[start of DATA LISTING]

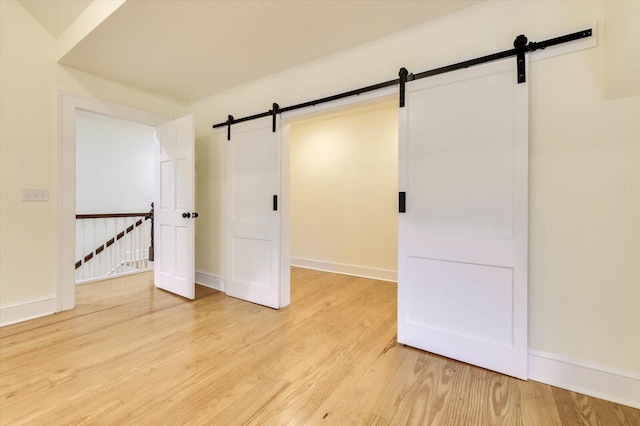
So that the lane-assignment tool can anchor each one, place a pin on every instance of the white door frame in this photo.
(68, 104)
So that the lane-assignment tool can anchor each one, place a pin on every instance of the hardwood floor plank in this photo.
(132, 354)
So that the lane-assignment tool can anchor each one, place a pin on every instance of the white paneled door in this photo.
(253, 214)
(463, 163)
(174, 206)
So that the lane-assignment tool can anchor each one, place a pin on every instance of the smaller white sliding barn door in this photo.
(174, 205)
(253, 216)
(463, 163)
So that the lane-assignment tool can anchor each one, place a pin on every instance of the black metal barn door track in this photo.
(520, 48)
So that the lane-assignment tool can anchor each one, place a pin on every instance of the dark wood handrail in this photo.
(146, 216)
(108, 215)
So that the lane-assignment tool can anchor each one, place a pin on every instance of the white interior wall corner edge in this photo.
(622, 387)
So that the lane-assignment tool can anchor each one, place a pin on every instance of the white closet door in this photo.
(174, 227)
(463, 163)
(253, 217)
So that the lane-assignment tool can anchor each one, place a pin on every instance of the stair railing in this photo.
(110, 244)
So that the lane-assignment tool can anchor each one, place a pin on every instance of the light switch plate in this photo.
(35, 194)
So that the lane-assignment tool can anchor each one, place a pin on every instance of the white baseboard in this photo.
(590, 379)
(340, 268)
(210, 280)
(22, 311)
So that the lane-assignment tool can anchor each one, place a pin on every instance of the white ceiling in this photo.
(55, 16)
(192, 49)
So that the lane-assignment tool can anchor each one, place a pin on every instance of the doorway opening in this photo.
(114, 197)
(69, 106)
(343, 191)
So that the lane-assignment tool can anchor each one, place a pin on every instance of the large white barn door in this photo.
(463, 163)
(174, 207)
(253, 214)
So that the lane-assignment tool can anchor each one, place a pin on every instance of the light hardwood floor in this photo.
(132, 354)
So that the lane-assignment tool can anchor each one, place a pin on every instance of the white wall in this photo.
(114, 165)
(584, 283)
(343, 192)
(30, 79)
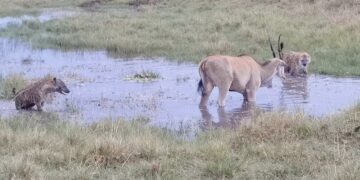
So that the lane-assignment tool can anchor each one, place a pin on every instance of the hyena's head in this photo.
(304, 60)
(60, 86)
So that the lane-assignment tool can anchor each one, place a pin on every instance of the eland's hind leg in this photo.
(223, 90)
(208, 87)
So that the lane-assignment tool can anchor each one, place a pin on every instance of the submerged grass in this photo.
(144, 76)
(272, 146)
(190, 30)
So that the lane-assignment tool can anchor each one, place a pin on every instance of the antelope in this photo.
(242, 74)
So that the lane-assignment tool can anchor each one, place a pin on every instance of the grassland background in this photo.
(186, 30)
(272, 146)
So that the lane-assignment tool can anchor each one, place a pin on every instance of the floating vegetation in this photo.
(144, 76)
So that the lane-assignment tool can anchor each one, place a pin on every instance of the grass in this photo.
(9, 82)
(144, 76)
(190, 30)
(272, 146)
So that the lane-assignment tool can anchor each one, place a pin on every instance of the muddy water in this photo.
(42, 17)
(100, 89)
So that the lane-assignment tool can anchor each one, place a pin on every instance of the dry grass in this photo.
(272, 146)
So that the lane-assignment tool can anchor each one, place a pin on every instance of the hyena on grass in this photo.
(35, 93)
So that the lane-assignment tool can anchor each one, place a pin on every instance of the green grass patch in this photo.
(144, 76)
(190, 30)
(271, 146)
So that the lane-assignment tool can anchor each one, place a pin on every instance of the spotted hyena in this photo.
(35, 93)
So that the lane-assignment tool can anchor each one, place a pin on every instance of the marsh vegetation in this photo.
(273, 145)
(190, 30)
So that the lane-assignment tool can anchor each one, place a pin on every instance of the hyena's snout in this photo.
(63, 90)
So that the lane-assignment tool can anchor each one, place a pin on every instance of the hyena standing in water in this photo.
(35, 93)
(297, 62)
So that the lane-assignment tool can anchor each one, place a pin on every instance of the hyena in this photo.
(297, 62)
(34, 94)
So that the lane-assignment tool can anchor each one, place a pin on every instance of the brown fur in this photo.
(297, 63)
(35, 93)
(241, 74)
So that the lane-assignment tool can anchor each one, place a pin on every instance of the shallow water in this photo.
(42, 17)
(99, 89)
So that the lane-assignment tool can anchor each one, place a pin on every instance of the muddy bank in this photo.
(100, 89)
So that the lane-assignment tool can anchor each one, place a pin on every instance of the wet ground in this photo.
(100, 89)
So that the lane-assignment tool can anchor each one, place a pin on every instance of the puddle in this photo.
(99, 89)
(43, 17)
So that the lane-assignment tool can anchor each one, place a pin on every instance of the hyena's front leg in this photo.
(39, 105)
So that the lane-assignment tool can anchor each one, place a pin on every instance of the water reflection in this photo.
(294, 89)
(230, 119)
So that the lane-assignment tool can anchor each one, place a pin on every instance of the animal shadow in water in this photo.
(294, 89)
(230, 119)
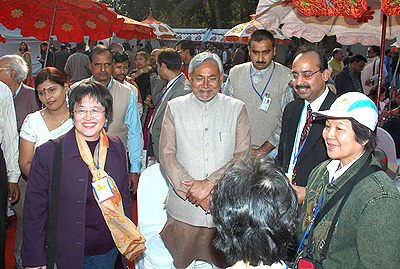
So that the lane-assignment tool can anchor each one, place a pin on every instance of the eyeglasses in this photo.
(95, 112)
(305, 75)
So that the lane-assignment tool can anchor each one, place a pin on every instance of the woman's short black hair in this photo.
(364, 134)
(254, 209)
(94, 90)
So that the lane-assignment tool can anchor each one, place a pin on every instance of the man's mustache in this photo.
(298, 87)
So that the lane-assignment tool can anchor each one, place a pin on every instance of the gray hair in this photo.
(18, 64)
(200, 58)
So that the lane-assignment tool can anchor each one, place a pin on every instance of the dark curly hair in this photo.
(255, 213)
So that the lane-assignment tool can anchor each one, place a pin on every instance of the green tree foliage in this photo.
(188, 13)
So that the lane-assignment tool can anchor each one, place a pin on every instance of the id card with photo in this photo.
(266, 102)
(102, 189)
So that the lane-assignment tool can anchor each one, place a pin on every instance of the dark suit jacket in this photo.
(181, 87)
(313, 152)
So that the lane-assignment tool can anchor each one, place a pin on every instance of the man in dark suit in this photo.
(299, 153)
(169, 69)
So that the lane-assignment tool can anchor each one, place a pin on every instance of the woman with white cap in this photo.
(352, 209)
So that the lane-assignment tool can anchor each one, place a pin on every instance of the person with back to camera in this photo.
(255, 213)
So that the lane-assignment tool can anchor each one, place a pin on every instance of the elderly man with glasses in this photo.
(301, 146)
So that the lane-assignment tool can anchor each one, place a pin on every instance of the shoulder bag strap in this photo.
(51, 233)
(371, 169)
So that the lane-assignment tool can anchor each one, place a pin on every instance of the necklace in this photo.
(61, 122)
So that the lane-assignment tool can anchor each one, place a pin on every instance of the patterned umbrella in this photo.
(71, 20)
(310, 20)
(241, 32)
(162, 30)
(134, 29)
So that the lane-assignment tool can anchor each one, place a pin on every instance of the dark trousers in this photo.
(3, 208)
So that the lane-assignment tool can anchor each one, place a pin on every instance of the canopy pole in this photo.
(383, 39)
(51, 32)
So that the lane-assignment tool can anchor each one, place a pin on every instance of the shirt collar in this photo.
(255, 71)
(333, 170)
(317, 103)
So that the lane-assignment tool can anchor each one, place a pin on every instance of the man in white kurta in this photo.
(202, 134)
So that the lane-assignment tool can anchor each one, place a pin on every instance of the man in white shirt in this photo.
(369, 75)
(262, 85)
(9, 168)
(298, 155)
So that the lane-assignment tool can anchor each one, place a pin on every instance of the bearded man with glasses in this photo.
(301, 146)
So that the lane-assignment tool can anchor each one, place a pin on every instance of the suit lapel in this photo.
(317, 127)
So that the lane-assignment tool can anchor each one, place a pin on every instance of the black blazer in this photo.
(313, 152)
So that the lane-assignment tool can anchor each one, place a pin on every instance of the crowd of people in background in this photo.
(232, 129)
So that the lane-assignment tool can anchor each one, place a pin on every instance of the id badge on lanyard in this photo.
(266, 102)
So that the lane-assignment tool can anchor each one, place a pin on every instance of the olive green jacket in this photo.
(367, 234)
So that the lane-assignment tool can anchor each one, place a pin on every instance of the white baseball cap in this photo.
(353, 105)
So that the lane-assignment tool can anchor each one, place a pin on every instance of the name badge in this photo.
(265, 102)
(102, 189)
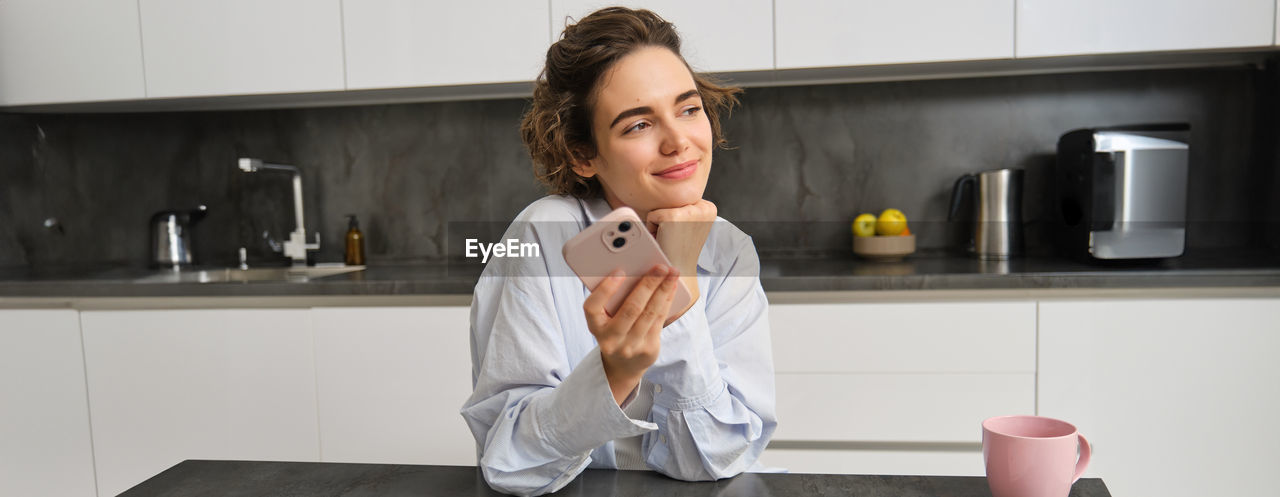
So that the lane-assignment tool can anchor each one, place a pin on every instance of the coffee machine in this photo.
(1121, 191)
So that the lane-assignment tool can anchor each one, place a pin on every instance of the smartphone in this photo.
(618, 241)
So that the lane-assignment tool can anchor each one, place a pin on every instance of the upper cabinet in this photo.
(410, 42)
(199, 48)
(1059, 27)
(855, 32)
(69, 50)
(103, 50)
(716, 35)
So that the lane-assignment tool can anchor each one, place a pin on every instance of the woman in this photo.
(618, 119)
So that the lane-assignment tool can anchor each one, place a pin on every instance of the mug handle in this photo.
(1084, 457)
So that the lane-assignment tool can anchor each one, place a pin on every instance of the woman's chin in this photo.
(682, 195)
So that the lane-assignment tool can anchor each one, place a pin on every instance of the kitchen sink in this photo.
(245, 276)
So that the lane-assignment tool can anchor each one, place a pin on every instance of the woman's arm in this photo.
(535, 419)
(713, 399)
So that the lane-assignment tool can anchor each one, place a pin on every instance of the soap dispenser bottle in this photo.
(355, 242)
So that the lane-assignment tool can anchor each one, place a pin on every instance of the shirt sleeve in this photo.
(713, 381)
(535, 416)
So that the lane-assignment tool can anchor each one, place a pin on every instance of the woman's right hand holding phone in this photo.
(630, 340)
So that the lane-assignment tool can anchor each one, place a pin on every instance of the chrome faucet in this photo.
(296, 247)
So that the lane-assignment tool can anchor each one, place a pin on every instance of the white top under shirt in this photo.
(627, 450)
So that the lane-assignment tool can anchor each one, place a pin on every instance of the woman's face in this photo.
(653, 138)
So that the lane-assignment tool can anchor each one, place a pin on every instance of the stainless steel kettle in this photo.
(170, 236)
(997, 211)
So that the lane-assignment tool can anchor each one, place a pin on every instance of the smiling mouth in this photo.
(679, 171)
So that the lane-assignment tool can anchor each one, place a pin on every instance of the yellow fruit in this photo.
(891, 223)
(864, 226)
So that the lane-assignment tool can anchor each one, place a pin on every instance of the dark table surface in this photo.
(314, 479)
(924, 270)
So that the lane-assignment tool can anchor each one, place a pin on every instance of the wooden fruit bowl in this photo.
(887, 249)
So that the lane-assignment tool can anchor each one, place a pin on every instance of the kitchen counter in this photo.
(284, 479)
(924, 270)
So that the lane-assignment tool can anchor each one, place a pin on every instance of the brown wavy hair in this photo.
(557, 130)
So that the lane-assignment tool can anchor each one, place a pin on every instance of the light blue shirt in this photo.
(542, 410)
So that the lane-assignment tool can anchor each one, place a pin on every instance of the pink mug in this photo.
(1032, 456)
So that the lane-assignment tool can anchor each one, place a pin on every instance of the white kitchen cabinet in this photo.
(716, 35)
(199, 48)
(896, 388)
(1061, 27)
(44, 415)
(1179, 397)
(860, 32)
(408, 42)
(173, 384)
(391, 384)
(69, 50)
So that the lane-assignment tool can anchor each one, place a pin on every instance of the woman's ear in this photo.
(584, 168)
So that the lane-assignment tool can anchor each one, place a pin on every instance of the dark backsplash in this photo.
(805, 160)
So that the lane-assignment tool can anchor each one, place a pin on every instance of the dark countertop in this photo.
(924, 270)
(287, 479)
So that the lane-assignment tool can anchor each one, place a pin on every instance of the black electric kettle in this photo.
(170, 236)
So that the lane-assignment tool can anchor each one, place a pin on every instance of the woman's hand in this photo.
(681, 233)
(630, 340)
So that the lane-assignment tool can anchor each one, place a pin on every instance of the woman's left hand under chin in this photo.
(681, 233)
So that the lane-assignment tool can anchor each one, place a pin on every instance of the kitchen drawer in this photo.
(937, 337)
(958, 463)
(897, 407)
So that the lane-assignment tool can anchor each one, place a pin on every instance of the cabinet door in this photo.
(1179, 397)
(408, 42)
(1069, 27)
(716, 35)
(44, 414)
(856, 32)
(896, 388)
(168, 386)
(199, 48)
(69, 50)
(391, 384)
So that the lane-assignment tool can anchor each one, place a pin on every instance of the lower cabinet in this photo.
(165, 386)
(391, 383)
(45, 446)
(896, 388)
(1179, 397)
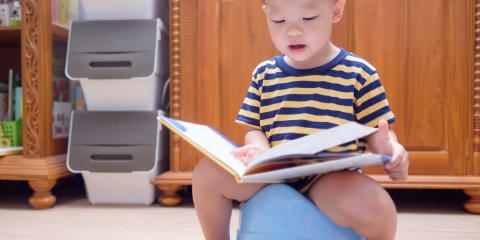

[end of DATA LISTING]

Locate each line above that contains the word "wall" and copy those lines in full.

So that the lane-assignment tool can anchor each one, place a pin on every instance of the white interior wall corner edge in this photo.
So that the lane-assignment tool can anchor each one, place a pin on every instance of the white wall in this photo.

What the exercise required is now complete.